◆ What you need to do ◆
Give all of these records again with "mulch ring" switched to "mulch circle" everywhere it appears, leaving everything else unchanged and leaving out the pictures.

───

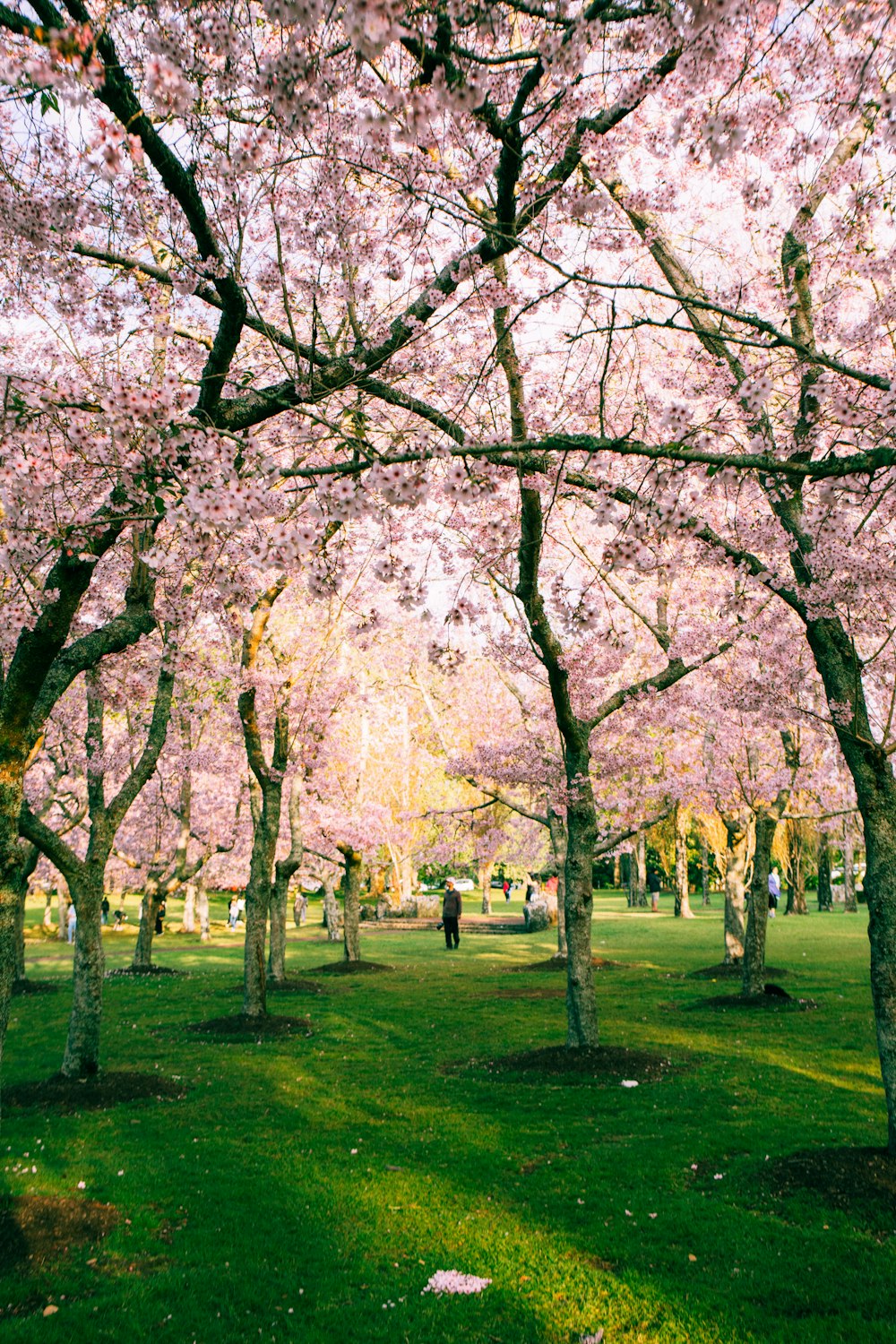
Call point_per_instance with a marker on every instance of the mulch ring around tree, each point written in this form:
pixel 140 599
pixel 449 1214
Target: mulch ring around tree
pixel 349 968
pixel 560 964
pixel 35 1228
pixel 142 972
pixel 252 1027
pixel 99 1091
pixel 857 1182
pixel 611 1064
pixel 772 1000
pixel 731 970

───

◆ Solution ◆
Call point_per_instance with a marker on every instance of the mulch circle around tree, each point written in this form:
pixel 140 599
pixel 449 1214
Target: mulch circle around tree
pixel 349 968
pixel 560 964
pixel 35 1228
pixel 142 972
pixel 252 1027
pixel 99 1091
pixel 857 1182
pixel 611 1064
pixel 772 1000
pixel 731 970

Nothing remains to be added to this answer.